SAMARINDA – Kinerja demokrasi di Kaltim sepanjang 2019-2020 masuk kategori tinggi atau high performing democracy. Kaltim bahkan menempati posisi ketiga setelah Bali dan Jawa Barat sebagaimana dilansir Badan Pusat Statistik (BPS).
Pada Selasa (19/10/2021), Kepala BPS Kaltim, Anggoro Dwitjahyono, menjelaskan dalam rilis bahwa kondisi demokrasi Kaltim meningkat signifikan. Dari skala 0-100, Kaltim menoreh 81,99 poin pada 2020. Angka ini menunjukkan indeks demokrasi Kaltim pada 2020 meningkat 4,32 poin dari 77,67 poin yang diperoleh pada 2019.
Ada tiga aspek yang menjadi penilaian BPS yakni kebebasan sipil (96,13), hak-hak politik (74,56), dan lembaga demokrasi (76,01). Dua aspek pertama mengalami peningkatan, sementara aspek terakhir menurun. Dari total 11 variabel, ada tiga variabel yang turun nilainya dibanding 2019. Ketiga variabel tersebut adalah kebebasan berpendapat (minus 5,53 poin), peran partai politik (minus 12,36 poin), dan peran birokrasi pemerintah daerah (minus 35,22 poin).
“BPS menggunakan metode focus group discussion, surat kabar, dan big data,” jelas Anggoro Dwitjahyono.
Beberapa indikator mendapat catatan khusus dari BPS. Ancaman terhadap kebebasan berpendapat di muka umum (minus 50 poin), rekomendasi DPRD kepada eksekutif (minus 3,57 poin), persentase perda dari hak inisiatif DPRD (nihil), dan upaya penyediaan informasi APBD oleh pemerintah daerah (minus 58,33 poin). Anggoro Dwitjahyono menjelaskan secara umum, indeks demokrasi mengalami peningkatan selama tiga tahun terakhir. Kinerja demokrasi Kaltim sedang membaik namun bukannya tanpa peringatan.
“Perlu diwaspadai munculnya hambatan pada aspek kebebasan sipil agar indeks demokrasi tidak turun ke kategori sedang sebagaimana pada 2016,” ucapnya.
Kepada kaltimkece.id jaringan mediakaltim.com, Kepala Bidang Politik Dalam Negeri, Badan Kesatuan Bangsa dan Politik Kaltim, Firdaus Iwan, mengatakan, data tersebut adalah potret riil kehidupan berdemokrasi Kaltim. Dia juga membenarkan peringatan BPS. Aspek kebebasan sipil adalah yang paling memengaruhi indeks demokrasi.
Meskipun demikian, unjuk rasa yang berakhir dengan kekerasan diakui sulit dicegah. Apalagi, demonstrasi besar mengusung isu kebijakan pemerintah pusat. Hal itu berada di luar wewenang pemerintah daerah.
Ketua Komisi I DPRD Kaltim, Jahidin mengatakan, dewan bersama eksekutif berupaya memperbaiki kekurangan. Akan tetapi, dia bersyukur dengan posisi Kaltim di indeks tersebut. Posisi Kaltim bahkan lebih tinggi dari Jawa Barat
“Kalau bisa, tahun depan kita tingkatkan menjadi posisi satu atau dua,” ungkapnya saat dihubungi via telepon.

→ **YANG DIKERJAKAN**: Kutip tanpa perubahan bagian teks tentang indeks demokrasi Kaltim di atas, mulai dari "SAMARINDA – Kinerja" dan berakhir pada "Pusat Statistik (BPS).".

→ **DATA YANG DIBERIKAN**:

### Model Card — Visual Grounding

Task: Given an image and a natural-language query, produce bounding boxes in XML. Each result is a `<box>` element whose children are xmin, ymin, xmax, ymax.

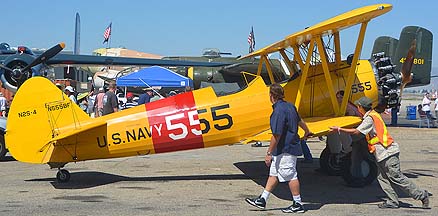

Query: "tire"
<box><xmin>319</xmin><ymin>147</ymin><xmax>342</xmax><ymax>176</ymax></box>
<box><xmin>341</xmin><ymin>153</ymin><xmax>377</xmax><ymax>187</ymax></box>
<box><xmin>0</xmin><ymin>134</ymin><xmax>7</xmax><ymax>160</ymax></box>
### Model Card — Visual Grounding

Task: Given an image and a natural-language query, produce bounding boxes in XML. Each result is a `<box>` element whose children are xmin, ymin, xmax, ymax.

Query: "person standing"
<box><xmin>64</xmin><ymin>86</ymin><xmax>78</xmax><ymax>104</ymax></box>
<box><xmin>103</xmin><ymin>82</ymin><xmax>119</xmax><ymax>115</ymax></box>
<box><xmin>94</xmin><ymin>87</ymin><xmax>105</xmax><ymax>117</ymax></box>
<box><xmin>0</xmin><ymin>92</ymin><xmax>8</xmax><ymax>117</ymax></box>
<box><xmin>122</xmin><ymin>92</ymin><xmax>137</xmax><ymax>110</ymax></box>
<box><xmin>330</xmin><ymin>97</ymin><xmax>429</xmax><ymax>208</ymax></box>
<box><xmin>138</xmin><ymin>88</ymin><xmax>154</xmax><ymax>105</ymax></box>
<box><xmin>421</xmin><ymin>93</ymin><xmax>432</xmax><ymax>119</ymax></box>
<box><xmin>87</xmin><ymin>88</ymin><xmax>96</xmax><ymax>118</ymax></box>
<box><xmin>434</xmin><ymin>97</ymin><xmax>438</xmax><ymax>122</ymax></box>
<box><xmin>245</xmin><ymin>84</ymin><xmax>312</xmax><ymax>213</ymax></box>
<box><xmin>301</xmin><ymin>139</ymin><xmax>313</xmax><ymax>163</ymax></box>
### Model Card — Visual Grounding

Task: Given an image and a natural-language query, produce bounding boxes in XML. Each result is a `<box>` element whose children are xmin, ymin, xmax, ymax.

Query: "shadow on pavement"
<box><xmin>234</xmin><ymin>159</ymin><xmax>420</xmax><ymax>210</ymax></box>
<box><xmin>25</xmin><ymin>172</ymin><xmax>248</xmax><ymax>189</ymax></box>
<box><xmin>0</xmin><ymin>156</ymin><xmax>16</xmax><ymax>162</ymax></box>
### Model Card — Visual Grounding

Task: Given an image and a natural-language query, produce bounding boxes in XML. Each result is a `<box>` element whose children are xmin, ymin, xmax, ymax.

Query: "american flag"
<box><xmin>248</xmin><ymin>26</ymin><xmax>255</xmax><ymax>53</ymax></box>
<box><xmin>103</xmin><ymin>22</ymin><xmax>113</xmax><ymax>43</ymax></box>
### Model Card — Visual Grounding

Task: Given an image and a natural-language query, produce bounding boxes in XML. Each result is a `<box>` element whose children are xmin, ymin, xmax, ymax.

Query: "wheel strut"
<box><xmin>56</xmin><ymin>169</ymin><xmax>70</xmax><ymax>183</ymax></box>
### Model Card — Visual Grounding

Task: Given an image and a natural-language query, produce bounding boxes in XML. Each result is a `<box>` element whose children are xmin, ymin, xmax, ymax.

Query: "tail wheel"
<box><xmin>319</xmin><ymin>147</ymin><xmax>342</xmax><ymax>175</ymax></box>
<box><xmin>0</xmin><ymin>134</ymin><xmax>7</xmax><ymax>160</ymax></box>
<box><xmin>341</xmin><ymin>154</ymin><xmax>377</xmax><ymax>187</ymax></box>
<box><xmin>56</xmin><ymin>169</ymin><xmax>70</xmax><ymax>183</ymax></box>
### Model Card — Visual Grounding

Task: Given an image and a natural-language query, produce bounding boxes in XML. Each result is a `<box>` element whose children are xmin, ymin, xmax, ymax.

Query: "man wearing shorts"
<box><xmin>245</xmin><ymin>84</ymin><xmax>312</xmax><ymax>213</ymax></box>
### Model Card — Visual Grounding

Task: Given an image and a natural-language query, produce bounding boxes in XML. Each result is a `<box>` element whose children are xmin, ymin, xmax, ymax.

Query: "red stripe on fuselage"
<box><xmin>146</xmin><ymin>92</ymin><xmax>204</xmax><ymax>153</ymax></box>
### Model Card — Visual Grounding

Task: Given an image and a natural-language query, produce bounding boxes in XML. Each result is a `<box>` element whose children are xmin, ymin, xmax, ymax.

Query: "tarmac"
<box><xmin>0</xmin><ymin>98</ymin><xmax>438</xmax><ymax>216</ymax></box>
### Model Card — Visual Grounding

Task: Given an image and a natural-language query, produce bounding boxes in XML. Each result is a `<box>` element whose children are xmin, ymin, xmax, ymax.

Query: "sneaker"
<box><xmin>302</xmin><ymin>159</ymin><xmax>313</xmax><ymax>163</ymax></box>
<box><xmin>281</xmin><ymin>201</ymin><xmax>306</xmax><ymax>213</ymax></box>
<box><xmin>421</xmin><ymin>191</ymin><xmax>430</xmax><ymax>209</ymax></box>
<box><xmin>245</xmin><ymin>196</ymin><xmax>266</xmax><ymax>209</ymax></box>
<box><xmin>377</xmin><ymin>202</ymin><xmax>399</xmax><ymax>209</ymax></box>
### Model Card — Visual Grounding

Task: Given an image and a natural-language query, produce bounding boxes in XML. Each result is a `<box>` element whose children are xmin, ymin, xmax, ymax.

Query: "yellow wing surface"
<box><xmin>241</xmin><ymin>4</ymin><xmax>392</xmax><ymax>59</ymax></box>
<box><xmin>6</xmin><ymin>77</ymin><xmax>272</xmax><ymax>164</ymax></box>
<box><xmin>242</xmin><ymin>116</ymin><xmax>362</xmax><ymax>143</ymax></box>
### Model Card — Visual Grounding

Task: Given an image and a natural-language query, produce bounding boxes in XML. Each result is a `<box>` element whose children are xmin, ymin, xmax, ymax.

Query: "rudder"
<box><xmin>5</xmin><ymin>77</ymin><xmax>90</xmax><ymax>163</ymax></box>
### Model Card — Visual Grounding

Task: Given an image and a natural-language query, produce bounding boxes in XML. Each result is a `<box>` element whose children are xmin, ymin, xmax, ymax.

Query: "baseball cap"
<box><xmin>354</xmin><ymin>96</ymin><xmax>373</xmax><ymax>109</ymax></box>
<box><xmin>64</xmin><ymin>86</ymin><xmax>75</xmax><ymax>93</ymax></box>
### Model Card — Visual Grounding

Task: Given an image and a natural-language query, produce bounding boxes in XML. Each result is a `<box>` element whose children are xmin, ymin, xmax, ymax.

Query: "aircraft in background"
<box><xmin>0</xmin><ymin>43</ymin><xmax>228</xmax><ymax>92</ymax></box>
<box><xmin>163</xmin><ymin>48</ymin><xmax>290</xmax><ymax>89</ymax></box>
<box><xmin>6</xmin><ymin>4</ymin><xmax>431</xmax><ymax>186</ymax></box>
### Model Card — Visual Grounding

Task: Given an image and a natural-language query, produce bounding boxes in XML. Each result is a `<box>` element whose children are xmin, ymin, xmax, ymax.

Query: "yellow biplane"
<box><xmin>6</xmin><ymin>4</ymin><xmax>432</xmax><ymax>186</ymax></box>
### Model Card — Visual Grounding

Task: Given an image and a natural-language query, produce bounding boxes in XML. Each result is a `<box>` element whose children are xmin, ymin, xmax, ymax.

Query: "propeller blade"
<box><xmin>0</xmin><ymin>64</ymin><xmax>14</xmax><ymax>72</ymax></box>
<box><xmin>401</xmin><ymin>39</ymin><xmax>417</xmax><ymax>85</ymax></box>
<box><xmin>21</xmin><ymin>43</ymin><xmax>65</xmax><ymax>72</ymax></box>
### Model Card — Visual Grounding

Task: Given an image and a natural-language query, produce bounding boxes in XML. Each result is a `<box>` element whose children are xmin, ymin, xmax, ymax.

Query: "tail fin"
<box><xmin>371</xmin><ymin>36</ymin><xmax>398</xmax><ymax>58</ymax></box>
<box><xmin>6</xmin><ymin>77</ymin><xmax>90</xmax><ymax>163</ymax></box>
<box><xmin>392</xmin><ymin>26</ymin><xmax>433</xmax><ymax>87</ymax></box>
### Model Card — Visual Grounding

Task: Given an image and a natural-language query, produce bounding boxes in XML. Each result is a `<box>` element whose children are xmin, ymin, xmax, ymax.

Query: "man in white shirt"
<box><xmin>0</xmin><ymin>92</ymin><xmax>7</xmax><ymax>116</ymax></box>
<box><xmin>421</xmin><ymin>93</ymin><xmax>431</xmax><ymax>118</ymax></box>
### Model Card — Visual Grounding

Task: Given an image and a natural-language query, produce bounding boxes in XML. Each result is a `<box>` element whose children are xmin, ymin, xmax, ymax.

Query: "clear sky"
<box><xmin>0</xmin><ymin>0</ymin><xmax>438</xmax><ymax>66</ymax></box>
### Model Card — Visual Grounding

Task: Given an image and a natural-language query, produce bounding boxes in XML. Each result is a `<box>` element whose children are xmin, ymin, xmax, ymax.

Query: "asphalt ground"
<box><xmin>0</xmin><ymin>98</ymin><xmax>438</xmax><ymax>216</ymax></box>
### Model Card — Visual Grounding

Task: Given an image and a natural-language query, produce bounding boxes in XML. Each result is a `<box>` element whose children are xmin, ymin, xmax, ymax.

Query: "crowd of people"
<box><xmin>245</xmin><ymin>84</ymin><xmax>430</xmax><ymax>213</ymax></box>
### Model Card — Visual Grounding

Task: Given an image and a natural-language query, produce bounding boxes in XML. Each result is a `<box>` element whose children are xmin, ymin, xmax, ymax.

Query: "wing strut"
<box><xmin>316</xmin><ymin>36</ymin><xmax>339</xmax><ymax>113</ymax></box>
<box><xmin>338</xmin><ymin>20</ymin><xmax>369</xmax><ymax>116</ymax></box>
<box><xmin>279</xmin><ymin>49</ymin><xmax>297</xmax><ymax>78</ymax></box>
<box><xmin>294</xmin><ymin>38</ymin><xmax>315</xmax><ymax>110</ymax></box>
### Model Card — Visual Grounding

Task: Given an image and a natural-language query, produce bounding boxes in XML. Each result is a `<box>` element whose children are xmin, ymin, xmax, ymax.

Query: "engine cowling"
<box><xmin>0</xmin><ymin>54</ymin><xmax>35</xmax><ymax>92</ymax></box>
<box><xmin>373</xmin><ymin>52</ymin><xmax>402</xmax><ymax>112</ymax></box>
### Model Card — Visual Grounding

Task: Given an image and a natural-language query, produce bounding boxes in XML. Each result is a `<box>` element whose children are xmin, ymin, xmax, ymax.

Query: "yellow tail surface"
<box><xmin>5</xmin><ymin>77</ymin><xmax>90</xmax><ymax>163</ymax></box>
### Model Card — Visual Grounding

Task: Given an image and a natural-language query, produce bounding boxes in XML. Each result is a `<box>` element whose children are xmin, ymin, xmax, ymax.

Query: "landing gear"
<box><xmin>319</xmin><ymin>139</ymin><xmax>377</xmax><ymax>187</ymax></box>
<box><xmin>56</xmin><ymin>169</ymin><xmax>70</xmax><ymax>183</ymax></box>
<box><xmin>319</xmin><ymin>147</ymin><xmax>342</xmax><ymax>176</ymax></box>
<box><xmin>341</xmin><ymin>154</ymin><xmax>377</xmax><ymax>187</ymax></box>
<box><xmin>0</xmin><ymin>134</ymin><xmax>7</xmax><ymax>160</ymax></box>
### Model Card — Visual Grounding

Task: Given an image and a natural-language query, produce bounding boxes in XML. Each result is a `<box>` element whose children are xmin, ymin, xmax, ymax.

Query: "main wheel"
<box><xmin>319</xmin><ymin>147</ymin><xmax>342</xmax><ymax>175</ymax></box>
<box><xmin>56</xmin><ymin>169</ymin><xmax>70</xmax><ymax>183</ymax></box>
<box><xmin>341</xmin><ymin>154</ymin><xmax>377</xmax><ymax>187</ymax></box>
<box><xmin>0</xmin><ymin>134</ymin><xmax>7</xmax><ymax>160</ymax></box>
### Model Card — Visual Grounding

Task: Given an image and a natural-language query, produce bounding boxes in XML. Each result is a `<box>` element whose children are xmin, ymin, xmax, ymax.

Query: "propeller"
<box><xmin>0</xmin><ymin>43</ymin><xmax>65</xmax><ymax>88</ymax></box>
<box><xmin>400</xmin><ymin>39</ymin><xmax>417</xmax><ymax>98</ymax></box>
<box><xmin>21</xmin><ymin>43</ymin><xmax>65</xmax><ymax>72</ymax></box>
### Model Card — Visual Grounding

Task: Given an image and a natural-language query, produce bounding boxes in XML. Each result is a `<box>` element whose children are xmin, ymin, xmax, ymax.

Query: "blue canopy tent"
<box><xmin>116</xmin><ymin>66</ymin><xmax>193</xmax><ymax>88</ymax></box>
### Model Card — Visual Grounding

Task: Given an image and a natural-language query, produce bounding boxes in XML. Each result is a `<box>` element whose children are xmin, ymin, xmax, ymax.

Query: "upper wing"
<box><xmin>241</xmin><ymin>4</ymin><xmax>392</xmax><ymax>59</ymax></box>
<box><xmin>242</xmin><ymin>116</ymin><xmax>361</xmax><ymax>144</ymax></box>
<box><xmin>47</xmin><ymin>54</ymin><xmax>229</xmax><ymax>67</ymax></box>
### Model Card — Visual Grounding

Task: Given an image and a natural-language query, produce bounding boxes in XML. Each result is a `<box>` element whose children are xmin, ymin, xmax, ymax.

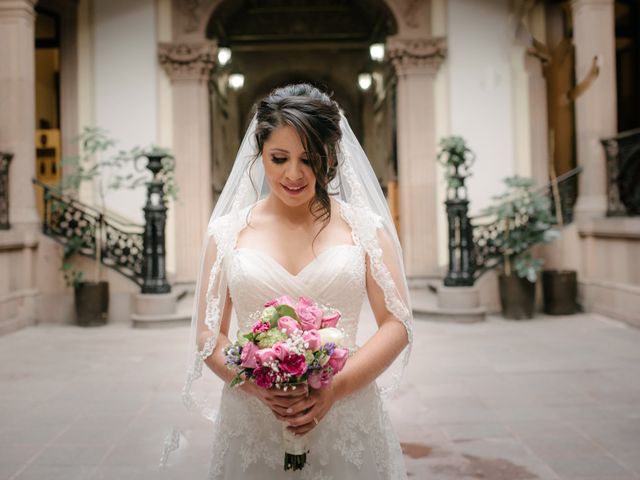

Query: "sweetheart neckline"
<box><xmin>233</xmin><ymin>243</ymin><xmax>360</xmax><ymax>278</ymax></box>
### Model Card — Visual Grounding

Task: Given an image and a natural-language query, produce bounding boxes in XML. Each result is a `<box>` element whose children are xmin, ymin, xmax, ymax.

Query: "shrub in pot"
<box><xmin>483</xmin><ymin>176</ymin><xmax>557</xmax><ymax>319</ymax></box>
<box><xmin>56</xmin><ymin>127</ymin><xmax>177</xmax><ymax>326</ymax></box>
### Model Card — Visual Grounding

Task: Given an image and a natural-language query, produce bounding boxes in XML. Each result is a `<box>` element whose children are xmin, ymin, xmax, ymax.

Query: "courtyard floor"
<box><xmin>0</xmin><ymin>314</ymin><xmax>640</xmax><ymax>480</ymax></box>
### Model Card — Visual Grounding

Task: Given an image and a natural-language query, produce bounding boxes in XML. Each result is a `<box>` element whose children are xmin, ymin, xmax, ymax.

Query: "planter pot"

→ **JAWABAN BENAR**:
SAMARINDA – Kinerja demokrasi di Kaltim sepanjang 2019-2020 masuk kategori tinggi atau high performing democracy. Kaltim bahkan menempati posisi ketiga setelah Bali dan Jawa Barat sebagaimana dilansir Badan Pusat Statistik (BPS).